- **Excerpted passage**:
────────

For many businesses, “it’s been like, ‘Either I get the loan, or I’m out of business,’ ” said Ivette Remon Ibarra, a loan consultant at the Valley Economic Development Center, a nonprofit group that has helped thousands of businesses through the maze of loan paperwork.

One of those assisted by the VEDC is Rochie’s Greek Row, a shop two doors away from My Hero that sells clothing and memorabilia to members of sororities and fraternities at CSUN. Owner Roya Saberzadeh said the $49,000 SBA loan she qualified for in November might be her ticket to staying in business.

With the money, Saberzadeh is finishing earthquake repairs inside her shop, and recently purchased a used, top-of-the-line embroidery machine to replace several sewing machines that were destroyed in the quake. The new equipment will allow her to expand her business by taking in bulk orders and doing more specialized sewing work.

────────

- **Information supplied**:
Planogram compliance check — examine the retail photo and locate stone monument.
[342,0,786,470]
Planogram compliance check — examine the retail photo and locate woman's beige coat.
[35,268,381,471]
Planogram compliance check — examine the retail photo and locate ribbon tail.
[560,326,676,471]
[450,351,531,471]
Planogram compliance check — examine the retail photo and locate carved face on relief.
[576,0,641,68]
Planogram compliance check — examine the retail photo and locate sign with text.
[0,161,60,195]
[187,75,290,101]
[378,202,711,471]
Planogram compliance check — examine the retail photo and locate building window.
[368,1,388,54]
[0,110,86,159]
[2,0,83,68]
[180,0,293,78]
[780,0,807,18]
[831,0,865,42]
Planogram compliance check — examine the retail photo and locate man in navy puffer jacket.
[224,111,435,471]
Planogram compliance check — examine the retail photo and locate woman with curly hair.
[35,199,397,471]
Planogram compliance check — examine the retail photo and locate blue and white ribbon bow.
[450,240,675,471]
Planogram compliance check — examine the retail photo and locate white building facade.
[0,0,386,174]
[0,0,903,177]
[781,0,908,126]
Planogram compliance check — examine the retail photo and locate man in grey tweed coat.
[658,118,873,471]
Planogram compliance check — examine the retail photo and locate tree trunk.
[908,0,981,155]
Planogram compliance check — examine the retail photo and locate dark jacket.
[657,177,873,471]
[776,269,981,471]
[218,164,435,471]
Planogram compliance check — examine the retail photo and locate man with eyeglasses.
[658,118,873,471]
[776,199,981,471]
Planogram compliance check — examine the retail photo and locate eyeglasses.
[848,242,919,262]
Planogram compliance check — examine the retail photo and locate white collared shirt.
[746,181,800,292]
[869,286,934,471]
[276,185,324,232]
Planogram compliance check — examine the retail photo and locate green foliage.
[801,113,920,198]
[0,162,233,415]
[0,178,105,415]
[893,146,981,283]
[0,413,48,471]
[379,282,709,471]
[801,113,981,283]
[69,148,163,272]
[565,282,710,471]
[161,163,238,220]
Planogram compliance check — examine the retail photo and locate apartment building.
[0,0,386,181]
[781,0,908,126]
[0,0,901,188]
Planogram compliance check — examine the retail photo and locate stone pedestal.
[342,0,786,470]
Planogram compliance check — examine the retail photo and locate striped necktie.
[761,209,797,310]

────────

- **List of tasks**:
(a) In the passage about small-business loans, how large was the SBA loan Roya Saberzadeh qualified for?
(b) Using the passage about small-business loans, explain why Saberzadeh bought the used embroidery machine and what it will let her shop do.
Rely only on the passage about small-business loans, not on the records.

- **Solutions to the problems**:
(a) $49,000.

(b) She bought it to replace several sewing machines that were destroyed in the quake. The new equipment will let her expand her business by taking in bulk orders and doing more specialized sewing work.